Set down the material exactly as given, please, from its first line through the line that includes "Put one point on each instance of the shrub.".
<<<<
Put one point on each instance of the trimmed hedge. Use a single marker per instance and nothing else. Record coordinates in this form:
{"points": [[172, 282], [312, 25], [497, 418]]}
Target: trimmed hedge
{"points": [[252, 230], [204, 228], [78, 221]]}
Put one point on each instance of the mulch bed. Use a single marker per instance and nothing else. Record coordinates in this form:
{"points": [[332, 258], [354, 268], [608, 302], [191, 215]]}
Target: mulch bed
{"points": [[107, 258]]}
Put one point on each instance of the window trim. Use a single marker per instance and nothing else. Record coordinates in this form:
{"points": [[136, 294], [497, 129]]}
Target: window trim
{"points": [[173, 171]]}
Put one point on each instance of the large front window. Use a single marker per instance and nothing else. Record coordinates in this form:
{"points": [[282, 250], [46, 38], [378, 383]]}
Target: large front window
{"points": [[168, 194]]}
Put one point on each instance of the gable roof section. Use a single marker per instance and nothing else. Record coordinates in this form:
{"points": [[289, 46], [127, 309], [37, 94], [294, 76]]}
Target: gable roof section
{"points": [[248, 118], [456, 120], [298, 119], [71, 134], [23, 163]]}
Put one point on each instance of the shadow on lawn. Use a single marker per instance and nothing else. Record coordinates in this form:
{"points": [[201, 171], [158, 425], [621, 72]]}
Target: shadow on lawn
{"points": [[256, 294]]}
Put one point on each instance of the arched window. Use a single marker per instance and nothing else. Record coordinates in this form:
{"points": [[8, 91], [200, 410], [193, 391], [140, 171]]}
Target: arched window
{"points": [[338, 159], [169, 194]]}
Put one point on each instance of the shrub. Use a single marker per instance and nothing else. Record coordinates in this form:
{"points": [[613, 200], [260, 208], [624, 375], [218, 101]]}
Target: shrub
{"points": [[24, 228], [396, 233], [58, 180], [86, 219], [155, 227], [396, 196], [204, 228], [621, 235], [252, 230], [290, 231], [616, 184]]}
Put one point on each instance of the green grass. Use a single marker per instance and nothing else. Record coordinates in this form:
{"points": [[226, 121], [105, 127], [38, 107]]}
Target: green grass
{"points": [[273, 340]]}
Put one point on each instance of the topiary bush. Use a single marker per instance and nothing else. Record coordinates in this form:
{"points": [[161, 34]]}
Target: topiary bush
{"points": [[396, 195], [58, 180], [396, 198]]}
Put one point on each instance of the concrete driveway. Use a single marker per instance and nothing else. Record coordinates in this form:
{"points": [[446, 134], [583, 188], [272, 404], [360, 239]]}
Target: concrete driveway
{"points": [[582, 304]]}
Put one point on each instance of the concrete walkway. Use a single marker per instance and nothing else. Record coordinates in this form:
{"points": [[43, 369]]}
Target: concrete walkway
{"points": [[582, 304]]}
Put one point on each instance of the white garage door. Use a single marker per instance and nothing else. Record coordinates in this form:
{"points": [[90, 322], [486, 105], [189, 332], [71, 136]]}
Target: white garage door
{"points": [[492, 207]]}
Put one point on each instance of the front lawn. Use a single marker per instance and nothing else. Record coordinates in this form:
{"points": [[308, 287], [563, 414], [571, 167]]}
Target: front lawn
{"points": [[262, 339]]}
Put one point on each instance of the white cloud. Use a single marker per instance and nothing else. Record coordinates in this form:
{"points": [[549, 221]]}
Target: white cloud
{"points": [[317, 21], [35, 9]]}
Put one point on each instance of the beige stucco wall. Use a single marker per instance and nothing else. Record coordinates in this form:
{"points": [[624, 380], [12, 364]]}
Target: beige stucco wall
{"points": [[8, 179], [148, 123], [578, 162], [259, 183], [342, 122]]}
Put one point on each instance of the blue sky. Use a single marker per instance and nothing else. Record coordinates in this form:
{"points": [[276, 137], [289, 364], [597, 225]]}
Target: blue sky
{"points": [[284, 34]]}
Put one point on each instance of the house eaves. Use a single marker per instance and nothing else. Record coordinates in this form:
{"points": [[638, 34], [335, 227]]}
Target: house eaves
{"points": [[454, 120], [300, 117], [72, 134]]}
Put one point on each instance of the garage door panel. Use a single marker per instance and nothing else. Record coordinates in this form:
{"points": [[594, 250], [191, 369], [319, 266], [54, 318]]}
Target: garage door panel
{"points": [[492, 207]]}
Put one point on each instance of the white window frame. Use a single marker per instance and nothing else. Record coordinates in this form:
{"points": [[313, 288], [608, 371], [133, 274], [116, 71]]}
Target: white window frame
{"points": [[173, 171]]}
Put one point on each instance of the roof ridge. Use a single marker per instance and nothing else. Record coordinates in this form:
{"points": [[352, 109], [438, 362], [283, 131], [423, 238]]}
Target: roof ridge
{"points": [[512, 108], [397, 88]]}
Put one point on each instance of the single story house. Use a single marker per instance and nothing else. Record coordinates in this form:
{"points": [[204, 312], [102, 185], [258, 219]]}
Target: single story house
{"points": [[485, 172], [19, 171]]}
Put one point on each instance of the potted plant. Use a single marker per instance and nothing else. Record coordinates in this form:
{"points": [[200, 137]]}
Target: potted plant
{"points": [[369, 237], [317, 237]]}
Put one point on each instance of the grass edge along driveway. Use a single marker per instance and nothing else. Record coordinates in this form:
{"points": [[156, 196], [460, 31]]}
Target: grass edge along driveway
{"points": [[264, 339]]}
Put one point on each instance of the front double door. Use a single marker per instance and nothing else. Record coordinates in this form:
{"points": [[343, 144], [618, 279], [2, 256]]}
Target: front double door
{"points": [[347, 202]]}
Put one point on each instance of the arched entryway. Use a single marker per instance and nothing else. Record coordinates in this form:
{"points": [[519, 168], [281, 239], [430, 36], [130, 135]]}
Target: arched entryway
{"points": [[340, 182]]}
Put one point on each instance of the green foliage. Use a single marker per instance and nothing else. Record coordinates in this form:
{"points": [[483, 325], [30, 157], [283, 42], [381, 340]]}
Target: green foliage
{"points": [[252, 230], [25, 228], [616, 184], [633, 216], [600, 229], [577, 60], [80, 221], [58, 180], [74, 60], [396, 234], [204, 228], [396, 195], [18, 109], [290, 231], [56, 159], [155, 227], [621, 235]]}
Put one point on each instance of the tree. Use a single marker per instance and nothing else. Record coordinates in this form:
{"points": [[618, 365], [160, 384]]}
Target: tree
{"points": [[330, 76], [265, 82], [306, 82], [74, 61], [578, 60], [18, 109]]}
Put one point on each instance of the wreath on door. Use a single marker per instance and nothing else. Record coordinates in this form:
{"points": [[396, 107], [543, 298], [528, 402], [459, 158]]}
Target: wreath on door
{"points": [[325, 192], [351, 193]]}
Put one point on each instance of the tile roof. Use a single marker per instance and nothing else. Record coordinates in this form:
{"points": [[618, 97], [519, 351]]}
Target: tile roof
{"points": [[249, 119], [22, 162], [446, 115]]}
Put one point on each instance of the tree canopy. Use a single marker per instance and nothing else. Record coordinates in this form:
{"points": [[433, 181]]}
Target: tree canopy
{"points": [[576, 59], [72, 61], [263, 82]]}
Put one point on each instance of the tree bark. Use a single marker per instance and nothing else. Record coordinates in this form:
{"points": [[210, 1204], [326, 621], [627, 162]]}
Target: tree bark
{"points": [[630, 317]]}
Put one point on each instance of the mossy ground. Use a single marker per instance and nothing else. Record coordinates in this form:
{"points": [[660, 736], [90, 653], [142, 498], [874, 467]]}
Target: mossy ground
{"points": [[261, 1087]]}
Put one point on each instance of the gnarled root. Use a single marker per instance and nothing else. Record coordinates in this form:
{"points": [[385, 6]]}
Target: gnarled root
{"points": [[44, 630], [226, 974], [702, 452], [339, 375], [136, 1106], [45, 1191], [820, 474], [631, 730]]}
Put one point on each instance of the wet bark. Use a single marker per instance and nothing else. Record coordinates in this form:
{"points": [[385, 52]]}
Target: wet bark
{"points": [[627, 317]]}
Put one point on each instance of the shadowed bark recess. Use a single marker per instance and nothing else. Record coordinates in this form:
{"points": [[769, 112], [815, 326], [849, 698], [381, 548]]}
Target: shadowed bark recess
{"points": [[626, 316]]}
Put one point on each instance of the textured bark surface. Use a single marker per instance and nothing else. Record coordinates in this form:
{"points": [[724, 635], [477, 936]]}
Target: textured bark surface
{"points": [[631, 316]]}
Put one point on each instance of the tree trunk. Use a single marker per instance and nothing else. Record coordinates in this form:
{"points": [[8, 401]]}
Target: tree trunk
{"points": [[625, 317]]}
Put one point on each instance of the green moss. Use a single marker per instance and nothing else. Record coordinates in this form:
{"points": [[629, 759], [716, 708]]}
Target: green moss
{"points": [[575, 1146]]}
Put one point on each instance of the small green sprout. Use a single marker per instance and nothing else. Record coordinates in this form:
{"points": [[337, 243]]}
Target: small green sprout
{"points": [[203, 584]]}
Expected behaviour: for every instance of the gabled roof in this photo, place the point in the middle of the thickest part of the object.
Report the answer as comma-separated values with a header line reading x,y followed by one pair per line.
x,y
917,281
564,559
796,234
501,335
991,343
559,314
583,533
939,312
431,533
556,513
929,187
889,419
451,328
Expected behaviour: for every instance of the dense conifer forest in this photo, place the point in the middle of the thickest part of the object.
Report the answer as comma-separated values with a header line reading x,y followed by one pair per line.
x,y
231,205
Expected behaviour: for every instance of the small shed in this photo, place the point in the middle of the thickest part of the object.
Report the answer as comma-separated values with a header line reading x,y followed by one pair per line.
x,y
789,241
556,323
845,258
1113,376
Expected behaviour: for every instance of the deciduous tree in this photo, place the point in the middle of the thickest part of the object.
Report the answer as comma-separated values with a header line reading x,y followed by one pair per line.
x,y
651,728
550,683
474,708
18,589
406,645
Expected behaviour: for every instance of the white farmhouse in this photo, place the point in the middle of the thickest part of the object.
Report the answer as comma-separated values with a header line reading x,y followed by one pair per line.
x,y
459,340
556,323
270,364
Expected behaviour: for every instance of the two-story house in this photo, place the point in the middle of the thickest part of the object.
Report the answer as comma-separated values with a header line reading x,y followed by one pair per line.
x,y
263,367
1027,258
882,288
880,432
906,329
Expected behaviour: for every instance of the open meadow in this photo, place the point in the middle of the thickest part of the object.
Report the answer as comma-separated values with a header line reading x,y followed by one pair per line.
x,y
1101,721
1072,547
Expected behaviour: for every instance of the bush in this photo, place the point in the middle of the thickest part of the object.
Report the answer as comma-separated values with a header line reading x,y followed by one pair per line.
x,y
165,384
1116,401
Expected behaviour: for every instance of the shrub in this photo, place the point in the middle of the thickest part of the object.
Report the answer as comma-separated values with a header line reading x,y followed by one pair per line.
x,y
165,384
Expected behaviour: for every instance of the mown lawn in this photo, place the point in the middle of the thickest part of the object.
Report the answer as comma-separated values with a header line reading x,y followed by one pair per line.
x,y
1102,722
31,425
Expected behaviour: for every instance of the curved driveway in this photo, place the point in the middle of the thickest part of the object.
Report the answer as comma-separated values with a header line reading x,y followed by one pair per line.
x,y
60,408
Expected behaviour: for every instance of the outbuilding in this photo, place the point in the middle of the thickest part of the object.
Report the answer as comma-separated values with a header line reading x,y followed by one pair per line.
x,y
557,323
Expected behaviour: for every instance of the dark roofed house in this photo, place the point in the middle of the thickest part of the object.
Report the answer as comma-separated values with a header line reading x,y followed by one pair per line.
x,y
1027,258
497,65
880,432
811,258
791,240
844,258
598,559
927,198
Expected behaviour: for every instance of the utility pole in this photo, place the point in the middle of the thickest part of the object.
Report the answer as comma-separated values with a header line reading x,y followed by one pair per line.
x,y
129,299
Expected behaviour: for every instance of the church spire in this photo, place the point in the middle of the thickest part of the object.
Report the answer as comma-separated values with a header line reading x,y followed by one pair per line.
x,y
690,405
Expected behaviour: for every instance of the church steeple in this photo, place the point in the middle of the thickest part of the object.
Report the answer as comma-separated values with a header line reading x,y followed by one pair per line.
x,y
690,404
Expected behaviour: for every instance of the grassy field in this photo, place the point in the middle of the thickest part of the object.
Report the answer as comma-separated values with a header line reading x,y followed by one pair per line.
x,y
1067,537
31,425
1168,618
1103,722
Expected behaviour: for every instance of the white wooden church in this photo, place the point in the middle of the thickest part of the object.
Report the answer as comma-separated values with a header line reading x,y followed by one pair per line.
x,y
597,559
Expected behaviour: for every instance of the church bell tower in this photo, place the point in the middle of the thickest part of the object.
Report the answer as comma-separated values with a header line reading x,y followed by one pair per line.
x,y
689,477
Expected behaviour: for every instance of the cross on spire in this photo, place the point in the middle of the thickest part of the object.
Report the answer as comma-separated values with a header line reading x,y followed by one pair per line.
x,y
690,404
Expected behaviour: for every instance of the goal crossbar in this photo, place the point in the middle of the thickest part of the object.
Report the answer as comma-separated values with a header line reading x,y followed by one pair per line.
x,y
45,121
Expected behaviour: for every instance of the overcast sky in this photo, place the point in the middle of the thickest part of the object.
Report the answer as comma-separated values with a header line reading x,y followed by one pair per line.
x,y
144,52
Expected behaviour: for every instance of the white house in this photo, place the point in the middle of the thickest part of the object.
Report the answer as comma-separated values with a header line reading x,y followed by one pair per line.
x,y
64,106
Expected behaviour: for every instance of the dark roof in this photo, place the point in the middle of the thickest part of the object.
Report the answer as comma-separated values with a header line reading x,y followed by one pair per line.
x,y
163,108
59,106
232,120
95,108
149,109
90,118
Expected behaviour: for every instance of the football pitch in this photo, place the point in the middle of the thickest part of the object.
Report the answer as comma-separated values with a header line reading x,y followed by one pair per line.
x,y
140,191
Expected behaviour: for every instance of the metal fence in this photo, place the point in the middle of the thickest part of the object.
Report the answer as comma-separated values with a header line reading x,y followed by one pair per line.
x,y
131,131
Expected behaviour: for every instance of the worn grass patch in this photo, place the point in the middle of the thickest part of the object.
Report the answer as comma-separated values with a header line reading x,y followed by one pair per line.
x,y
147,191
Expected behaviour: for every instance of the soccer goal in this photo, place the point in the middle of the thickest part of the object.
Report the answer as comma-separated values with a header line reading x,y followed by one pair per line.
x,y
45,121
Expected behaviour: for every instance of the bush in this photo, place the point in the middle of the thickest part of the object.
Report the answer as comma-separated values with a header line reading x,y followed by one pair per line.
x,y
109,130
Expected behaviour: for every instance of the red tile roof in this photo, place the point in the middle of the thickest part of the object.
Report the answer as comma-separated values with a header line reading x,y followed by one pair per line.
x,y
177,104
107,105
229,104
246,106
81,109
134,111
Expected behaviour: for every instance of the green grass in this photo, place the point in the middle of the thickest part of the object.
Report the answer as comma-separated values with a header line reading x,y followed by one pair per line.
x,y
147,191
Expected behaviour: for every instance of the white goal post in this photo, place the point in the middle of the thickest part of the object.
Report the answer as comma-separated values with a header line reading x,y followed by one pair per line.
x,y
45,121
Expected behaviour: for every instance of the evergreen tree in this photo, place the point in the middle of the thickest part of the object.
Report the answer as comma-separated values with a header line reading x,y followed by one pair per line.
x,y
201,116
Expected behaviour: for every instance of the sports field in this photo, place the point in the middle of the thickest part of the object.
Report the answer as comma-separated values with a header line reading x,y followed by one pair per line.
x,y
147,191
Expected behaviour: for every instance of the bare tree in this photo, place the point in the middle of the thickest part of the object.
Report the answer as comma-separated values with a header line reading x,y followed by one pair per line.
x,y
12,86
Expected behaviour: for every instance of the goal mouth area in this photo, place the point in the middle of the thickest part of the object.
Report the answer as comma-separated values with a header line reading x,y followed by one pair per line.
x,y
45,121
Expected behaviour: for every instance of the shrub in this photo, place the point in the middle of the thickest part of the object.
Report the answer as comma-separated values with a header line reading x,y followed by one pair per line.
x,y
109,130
>>>>
• [SOLUTION]
Put one point on each instance of the trimmed hedge. Use a single marker per instance and nothing else. Record coordinates in this form:
{"points": [[172, 282], [312, 25], [497, 418]]}
Target: trimmed hedge
{"points": [[252, 230], [204, 228], [78, 221]]}
Put one point on each instance of the mulch bed. Use a single marker per instance and nothing else. Record coordinates in this form:
{"points": [[332, 258], [354, 268], [608, 302], [191, 215]]}
Target: mulch bed
{"points": [[107, 258]]}
Put one point on each instance of the window trim. Use a single marker per instance and nothing else. Record coordinates in this form:
{"points": [[136, 294], [497, 129]]}
Target: window trim
{"points": [[173, 171]]}
Put one point on each instance of the large front window. Use a single marker per instance and nothing else. Record coordinates in this form:
{"points": [[282, 250], [46, 38], [378, 383]]}
Target: large front window
{"points": [[168, 194]]}
Put one point on each instance of the gable roof section. Use a single marker per instance and nothing else. Record coordinates in this form:
{"points": [[289, 46], [127, 309], [37, 94], [294, 76]]}
Target: gable roof section
{"points": [[248, 118], [456, 120], [298, 119], [71, 134], [23, 163]]}
Put one point on each instance of the shadow on lawn. Use a single marker per instance and nothing else. Record coordinates in this form:
{"points": [[201, 171], [158, 425], [621, 72]]}
Target: shadow on lawn
{"points": [[256, 294]]}
Put one point on each instance of the arched window. Use a single marker per instance and nothing else. Record coordinates in this form:
{"points": [[8, 91], [200, 410], [193, 391], [140, 171]]}
Target: arched window
{"points": [[338, 159], [169, 194]]}
Put one point on each instance of the shrub. Use a single marker per instance and nothing else. Record coordinates in this form:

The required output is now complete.